● Task to carry out: Word for word, set down every line of the entries below from the line with "Guideline: the keypoint for each instance of the black hair" to the line with "Guideline: the keypoint for each instance of the woven", including both, and no other line.

● Data shown:
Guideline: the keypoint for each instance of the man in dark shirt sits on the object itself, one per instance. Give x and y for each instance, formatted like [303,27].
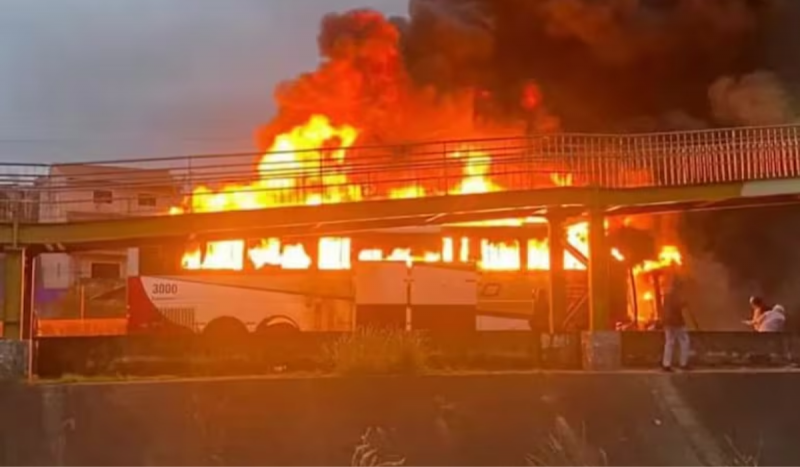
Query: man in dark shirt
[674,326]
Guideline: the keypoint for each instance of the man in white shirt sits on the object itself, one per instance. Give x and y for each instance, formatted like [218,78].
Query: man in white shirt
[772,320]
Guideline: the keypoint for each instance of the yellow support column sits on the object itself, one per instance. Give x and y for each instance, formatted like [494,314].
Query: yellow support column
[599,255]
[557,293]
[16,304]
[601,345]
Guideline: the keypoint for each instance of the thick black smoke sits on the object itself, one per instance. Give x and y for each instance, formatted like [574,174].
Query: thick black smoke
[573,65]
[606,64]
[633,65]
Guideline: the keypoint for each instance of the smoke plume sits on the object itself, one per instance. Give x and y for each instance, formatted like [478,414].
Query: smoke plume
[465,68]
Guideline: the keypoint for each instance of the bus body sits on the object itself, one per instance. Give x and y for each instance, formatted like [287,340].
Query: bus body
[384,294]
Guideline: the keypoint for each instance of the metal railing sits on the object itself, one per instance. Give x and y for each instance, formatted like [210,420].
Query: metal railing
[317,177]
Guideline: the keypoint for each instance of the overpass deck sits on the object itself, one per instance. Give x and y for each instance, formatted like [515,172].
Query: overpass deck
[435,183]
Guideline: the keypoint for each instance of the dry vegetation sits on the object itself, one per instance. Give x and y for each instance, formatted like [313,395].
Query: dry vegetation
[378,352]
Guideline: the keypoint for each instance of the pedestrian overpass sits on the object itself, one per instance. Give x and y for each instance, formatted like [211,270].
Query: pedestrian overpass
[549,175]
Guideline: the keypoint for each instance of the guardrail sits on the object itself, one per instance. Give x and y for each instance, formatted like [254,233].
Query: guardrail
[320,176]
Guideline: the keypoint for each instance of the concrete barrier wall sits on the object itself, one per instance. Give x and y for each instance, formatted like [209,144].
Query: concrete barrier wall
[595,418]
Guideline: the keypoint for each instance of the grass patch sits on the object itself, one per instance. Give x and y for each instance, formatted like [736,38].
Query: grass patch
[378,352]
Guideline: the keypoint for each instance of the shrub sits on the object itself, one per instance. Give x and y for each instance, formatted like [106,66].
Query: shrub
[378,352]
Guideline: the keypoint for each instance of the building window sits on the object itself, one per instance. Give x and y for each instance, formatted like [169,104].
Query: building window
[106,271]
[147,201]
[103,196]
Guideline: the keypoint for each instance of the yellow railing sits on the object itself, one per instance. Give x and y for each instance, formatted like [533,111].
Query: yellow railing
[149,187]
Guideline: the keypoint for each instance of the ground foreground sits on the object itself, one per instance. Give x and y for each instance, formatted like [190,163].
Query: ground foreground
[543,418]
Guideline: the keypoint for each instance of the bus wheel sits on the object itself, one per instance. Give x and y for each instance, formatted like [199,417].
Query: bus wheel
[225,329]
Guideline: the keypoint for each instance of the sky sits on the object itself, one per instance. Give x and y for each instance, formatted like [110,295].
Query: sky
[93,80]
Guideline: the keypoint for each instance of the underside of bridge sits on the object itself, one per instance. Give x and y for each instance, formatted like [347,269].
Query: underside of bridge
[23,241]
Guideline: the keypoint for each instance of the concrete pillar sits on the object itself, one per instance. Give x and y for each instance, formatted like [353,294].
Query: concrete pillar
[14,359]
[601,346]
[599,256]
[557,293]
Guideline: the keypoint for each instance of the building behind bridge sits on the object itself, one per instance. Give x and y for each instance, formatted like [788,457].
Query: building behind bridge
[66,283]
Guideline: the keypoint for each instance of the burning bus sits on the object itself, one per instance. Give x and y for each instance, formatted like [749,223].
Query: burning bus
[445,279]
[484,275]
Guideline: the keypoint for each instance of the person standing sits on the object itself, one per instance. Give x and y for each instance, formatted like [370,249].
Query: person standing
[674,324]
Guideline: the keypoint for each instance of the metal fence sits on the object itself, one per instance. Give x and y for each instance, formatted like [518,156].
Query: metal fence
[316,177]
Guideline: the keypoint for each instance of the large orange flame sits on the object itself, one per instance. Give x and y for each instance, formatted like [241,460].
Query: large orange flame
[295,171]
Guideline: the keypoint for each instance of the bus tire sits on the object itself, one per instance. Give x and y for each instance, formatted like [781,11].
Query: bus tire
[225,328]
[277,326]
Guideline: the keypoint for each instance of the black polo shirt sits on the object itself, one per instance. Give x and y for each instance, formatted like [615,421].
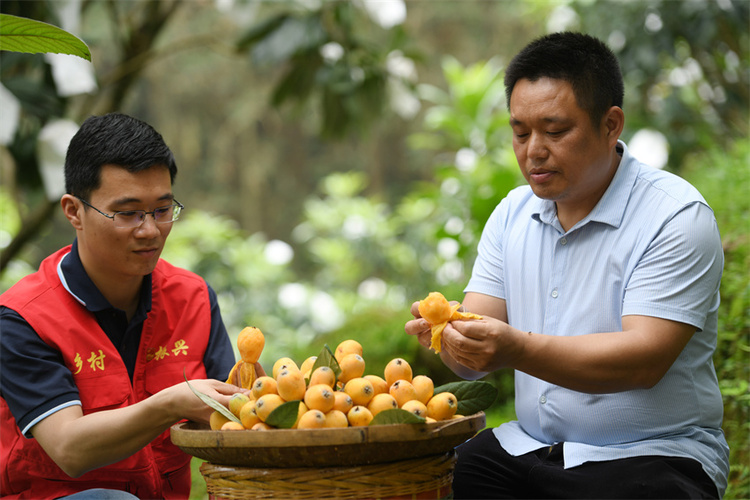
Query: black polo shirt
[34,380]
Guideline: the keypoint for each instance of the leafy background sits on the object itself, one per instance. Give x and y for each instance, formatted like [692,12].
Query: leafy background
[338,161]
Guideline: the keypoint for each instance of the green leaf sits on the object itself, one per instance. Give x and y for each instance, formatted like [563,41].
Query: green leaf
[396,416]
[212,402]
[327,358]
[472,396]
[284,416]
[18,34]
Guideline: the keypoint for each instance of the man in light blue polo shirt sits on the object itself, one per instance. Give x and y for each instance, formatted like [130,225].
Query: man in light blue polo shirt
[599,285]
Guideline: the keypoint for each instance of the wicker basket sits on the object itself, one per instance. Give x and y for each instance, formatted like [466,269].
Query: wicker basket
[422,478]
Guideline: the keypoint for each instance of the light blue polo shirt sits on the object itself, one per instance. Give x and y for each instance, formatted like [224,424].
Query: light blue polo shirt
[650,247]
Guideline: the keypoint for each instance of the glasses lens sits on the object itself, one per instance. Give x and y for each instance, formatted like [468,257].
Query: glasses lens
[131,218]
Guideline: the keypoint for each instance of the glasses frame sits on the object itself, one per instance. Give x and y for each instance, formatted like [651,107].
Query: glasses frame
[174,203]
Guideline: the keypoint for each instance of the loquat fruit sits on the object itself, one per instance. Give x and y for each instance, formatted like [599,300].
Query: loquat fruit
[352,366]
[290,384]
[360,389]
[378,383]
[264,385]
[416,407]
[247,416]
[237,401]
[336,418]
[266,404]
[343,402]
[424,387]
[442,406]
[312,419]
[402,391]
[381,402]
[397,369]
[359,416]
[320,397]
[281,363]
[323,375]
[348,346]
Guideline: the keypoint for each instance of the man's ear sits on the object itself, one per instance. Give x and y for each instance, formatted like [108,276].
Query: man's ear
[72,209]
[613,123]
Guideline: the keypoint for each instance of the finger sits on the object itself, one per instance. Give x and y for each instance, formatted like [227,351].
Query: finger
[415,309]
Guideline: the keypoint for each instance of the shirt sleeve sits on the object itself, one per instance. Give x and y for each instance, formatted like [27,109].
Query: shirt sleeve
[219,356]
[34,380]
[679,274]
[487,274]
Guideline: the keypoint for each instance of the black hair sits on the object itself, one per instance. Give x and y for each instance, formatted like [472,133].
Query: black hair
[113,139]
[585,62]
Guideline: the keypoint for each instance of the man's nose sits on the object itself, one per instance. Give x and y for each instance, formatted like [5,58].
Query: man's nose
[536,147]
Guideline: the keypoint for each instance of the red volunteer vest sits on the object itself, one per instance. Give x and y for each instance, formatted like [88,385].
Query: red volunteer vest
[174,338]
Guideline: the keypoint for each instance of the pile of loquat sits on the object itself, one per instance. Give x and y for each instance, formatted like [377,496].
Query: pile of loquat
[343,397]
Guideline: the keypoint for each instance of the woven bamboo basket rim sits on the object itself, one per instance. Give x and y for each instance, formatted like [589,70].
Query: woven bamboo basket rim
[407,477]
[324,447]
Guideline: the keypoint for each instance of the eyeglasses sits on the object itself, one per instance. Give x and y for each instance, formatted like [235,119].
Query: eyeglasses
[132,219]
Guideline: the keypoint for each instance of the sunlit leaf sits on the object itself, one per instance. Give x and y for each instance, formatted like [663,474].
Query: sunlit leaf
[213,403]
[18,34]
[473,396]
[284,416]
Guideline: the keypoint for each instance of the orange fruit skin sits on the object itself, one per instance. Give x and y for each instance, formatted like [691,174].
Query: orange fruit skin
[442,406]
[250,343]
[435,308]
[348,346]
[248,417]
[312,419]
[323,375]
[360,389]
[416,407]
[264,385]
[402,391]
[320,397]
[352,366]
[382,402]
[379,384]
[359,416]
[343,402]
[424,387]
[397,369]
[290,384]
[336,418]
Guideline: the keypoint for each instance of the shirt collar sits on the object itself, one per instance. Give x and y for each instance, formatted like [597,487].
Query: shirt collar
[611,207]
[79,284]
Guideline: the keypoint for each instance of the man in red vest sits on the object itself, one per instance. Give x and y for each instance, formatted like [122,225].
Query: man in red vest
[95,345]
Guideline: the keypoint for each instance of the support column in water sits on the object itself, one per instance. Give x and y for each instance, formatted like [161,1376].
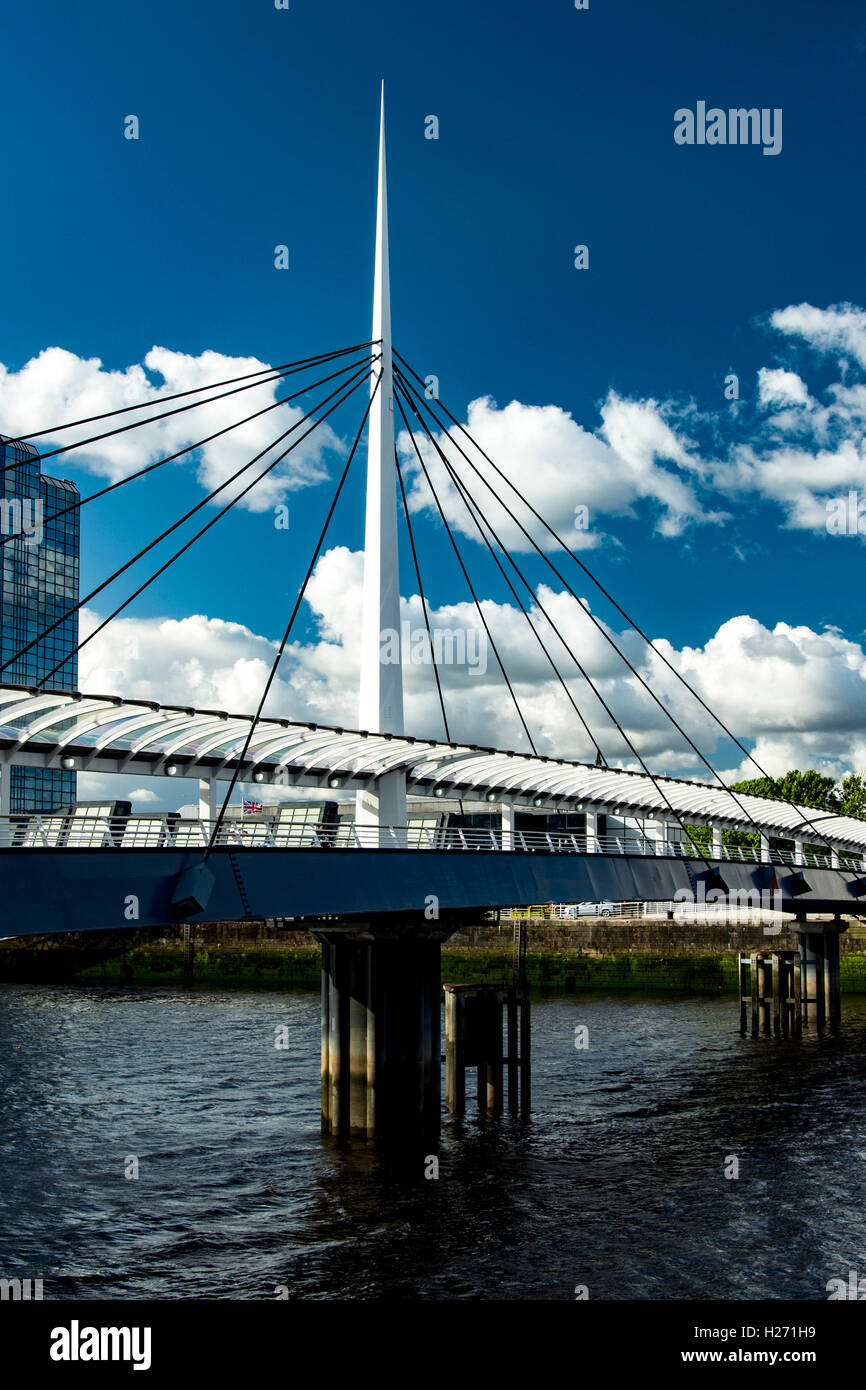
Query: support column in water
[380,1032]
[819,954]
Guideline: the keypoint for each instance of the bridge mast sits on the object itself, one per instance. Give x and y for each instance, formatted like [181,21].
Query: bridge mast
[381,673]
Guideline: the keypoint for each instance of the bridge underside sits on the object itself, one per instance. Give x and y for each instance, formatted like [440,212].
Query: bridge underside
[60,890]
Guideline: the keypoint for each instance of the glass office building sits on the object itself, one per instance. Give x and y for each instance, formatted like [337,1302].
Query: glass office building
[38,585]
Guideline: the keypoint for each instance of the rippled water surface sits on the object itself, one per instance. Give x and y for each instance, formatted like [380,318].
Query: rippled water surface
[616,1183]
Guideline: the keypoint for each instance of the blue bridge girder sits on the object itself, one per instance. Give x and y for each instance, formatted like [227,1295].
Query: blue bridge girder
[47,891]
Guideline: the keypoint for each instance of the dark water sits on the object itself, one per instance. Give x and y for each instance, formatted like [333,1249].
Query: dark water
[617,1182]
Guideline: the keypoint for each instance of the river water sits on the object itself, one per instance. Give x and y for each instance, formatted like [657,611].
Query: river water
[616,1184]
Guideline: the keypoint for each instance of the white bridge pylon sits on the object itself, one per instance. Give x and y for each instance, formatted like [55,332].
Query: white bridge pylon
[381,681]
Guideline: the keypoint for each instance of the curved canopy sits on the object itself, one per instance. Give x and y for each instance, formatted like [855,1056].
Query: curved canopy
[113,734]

● Output below:
Guideline: the keypoint for each instance of the black hair sits on the object itself, one per instance. Give x and y for each instance, formatted like [472,133].
Query: black hair
[113,139]
[585,62]
Guideline: the keypoint for each instance of the man's nose sits on the object itself, one per instance. Give x and y for each instance, formatted like [5,58].
Query: man's nose
[536,147]
Guideline: the keypoint for each instance of the red volunteer vest sits on the object itself, one per instance. Give x and y for each instance, formatted like [88,385].
Query: red volunteer vest
[174,338]
Guideline: the keypoint for each instance of the pile of loquat sits on the object itself, one per instance. Give x and y for each instance, formatted like [377,496].
Query: pile of loquat
[343,397]
Guideline: the keypoint for each instance of the woven bamboo basket rim sits on the object itself, one per instance. Give x and y for each instance, formatted like [589,70].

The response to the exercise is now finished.